**Task details**
Each line below that contains "above" counts once; report the total and nothing more.

**Data for this task**
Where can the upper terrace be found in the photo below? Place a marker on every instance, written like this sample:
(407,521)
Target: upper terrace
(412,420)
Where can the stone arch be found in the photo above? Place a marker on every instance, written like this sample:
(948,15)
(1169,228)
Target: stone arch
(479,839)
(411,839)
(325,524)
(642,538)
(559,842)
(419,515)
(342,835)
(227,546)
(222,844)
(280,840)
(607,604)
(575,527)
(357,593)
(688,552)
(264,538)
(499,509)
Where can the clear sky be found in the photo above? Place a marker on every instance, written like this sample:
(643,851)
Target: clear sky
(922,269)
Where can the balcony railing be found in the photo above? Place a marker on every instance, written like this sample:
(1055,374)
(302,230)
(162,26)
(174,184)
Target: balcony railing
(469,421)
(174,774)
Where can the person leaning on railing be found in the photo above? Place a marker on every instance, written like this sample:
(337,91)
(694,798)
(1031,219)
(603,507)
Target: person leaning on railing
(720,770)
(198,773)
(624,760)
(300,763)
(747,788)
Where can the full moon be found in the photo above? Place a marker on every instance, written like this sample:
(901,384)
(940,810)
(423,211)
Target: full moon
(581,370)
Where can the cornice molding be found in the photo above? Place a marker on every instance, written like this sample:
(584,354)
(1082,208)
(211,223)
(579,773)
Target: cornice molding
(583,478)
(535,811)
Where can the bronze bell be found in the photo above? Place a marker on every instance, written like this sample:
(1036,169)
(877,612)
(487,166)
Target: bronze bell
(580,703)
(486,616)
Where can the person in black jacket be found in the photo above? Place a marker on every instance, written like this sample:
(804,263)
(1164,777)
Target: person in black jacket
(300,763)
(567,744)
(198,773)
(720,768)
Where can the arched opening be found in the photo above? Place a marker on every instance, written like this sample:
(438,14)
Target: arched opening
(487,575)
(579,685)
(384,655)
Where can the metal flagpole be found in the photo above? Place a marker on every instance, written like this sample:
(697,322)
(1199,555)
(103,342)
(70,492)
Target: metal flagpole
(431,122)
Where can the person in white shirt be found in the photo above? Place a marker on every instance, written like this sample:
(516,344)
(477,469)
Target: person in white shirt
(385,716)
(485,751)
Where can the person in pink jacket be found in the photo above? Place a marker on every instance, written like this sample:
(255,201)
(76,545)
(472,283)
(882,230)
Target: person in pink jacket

**Response**
12